┌─ Provided entries

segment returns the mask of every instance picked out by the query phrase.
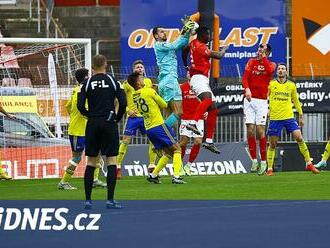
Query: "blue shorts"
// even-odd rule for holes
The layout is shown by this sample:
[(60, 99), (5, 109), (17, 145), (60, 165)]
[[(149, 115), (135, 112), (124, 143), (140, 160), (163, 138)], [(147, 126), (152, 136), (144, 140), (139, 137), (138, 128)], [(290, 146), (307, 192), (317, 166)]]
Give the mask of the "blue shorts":
[(291, 133), (295, 130), (299, 130), (298, 123), (295, 119), (287, 119), (287, 120), (280, 120), (280, 121), (270, 121), (267, 135), (268, 136), (281, 136), (281, 131), (285, 127), (287, 133)]
[(146, 133), (143, 117), (128, 117), (125, 123), (124, 135), (134, 136), (137, 130), (140, 130), (141, 134)]
[(71, 150), (73, 152), (83, 152), (85, 149), (85, 136), (69, 135)]
[(165, 123), (147, 130), (148, 139), (156, 149), (171, 147), (176, 144), (175, 135)]
[(159, 81), (158, 92), (167, 103), (182, 101), (182, 92), (178, 79), (172, 75), (167, 75)]

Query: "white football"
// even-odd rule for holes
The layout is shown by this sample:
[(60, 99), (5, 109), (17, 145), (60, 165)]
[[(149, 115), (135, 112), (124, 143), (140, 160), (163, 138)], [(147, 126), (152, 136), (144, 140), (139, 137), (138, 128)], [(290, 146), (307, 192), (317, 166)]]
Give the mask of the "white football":
[(194, 27), (193, 27), (193, 31), (196, 31), (197, 30), (197, 28), (199, 28), (199, 25), (198, 25), (198, 23), (197, 22), (194, 22)]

└─

What to do:
If any entry holds a picture, drop the picture and copy everything else exactly.

Task answer:
segment returns the mask of every instance picked out by the query phrase.
Query: "blue shorts"
// even-odd rule for holes
The layout is shown by this sample:
[(60, 99), (5, 109), (17, 145), (60, 165)]
[[(149, 115), (135, 112), (124, 143), (140, 160), (163, 138)], [(147, 126), (152, 136), (144, 140), (139, 137), (138, 128)], [(290, 146), (307, 192), (317, 166)]]
Give the mask of the "blue shorts":
[(291, 133), (295, 130), (299, 130), (298, 123), (295, 119), (287, 119), (287, 120), (280, 120), (280, 121), (270, 121), (267, 135), (268, 136), (281, 136), (281, 131), (285, 127), (287, 133)]
[(146, 133), (143, 117), (128, 117), (125, 123), (124, 135), (134, 136), (137, 130), (140, 130), (141, 134)]
[(71, 150), (73, 152), (83, 152), (85, 149), (85, 136), (69, 135)]
[(165, 123), (147, 130), (148, 139), (156, 149), (171, 147), (176, 144), (175, 135)]
[(159, 81), (158, 92), (167, 103), (182, 101), (182, 92), (178, 79), (172, 75), (167, 75)]

Query: "white football"
// even-odd rule for holes
The layout is shown by this sample:
[(60, 99), (5, 109), (17, 145), (60, 165)]
[[(149, 115), (135, 112), (124, 143), (140, 160), (163, 138)], [(147, 126), (152, 136), (144, 140), (139, 137), (138, 128)], [(290, 146), (307, 192), (317, 166)]]
Give the mask of the "white football":
[(194, 27), (193, 27), (193, 31), (196, 31), (197, 30), (197, 28), (199, 28), (199, 25), (198, 25), (198, 23), (197, 22), (194, 22)]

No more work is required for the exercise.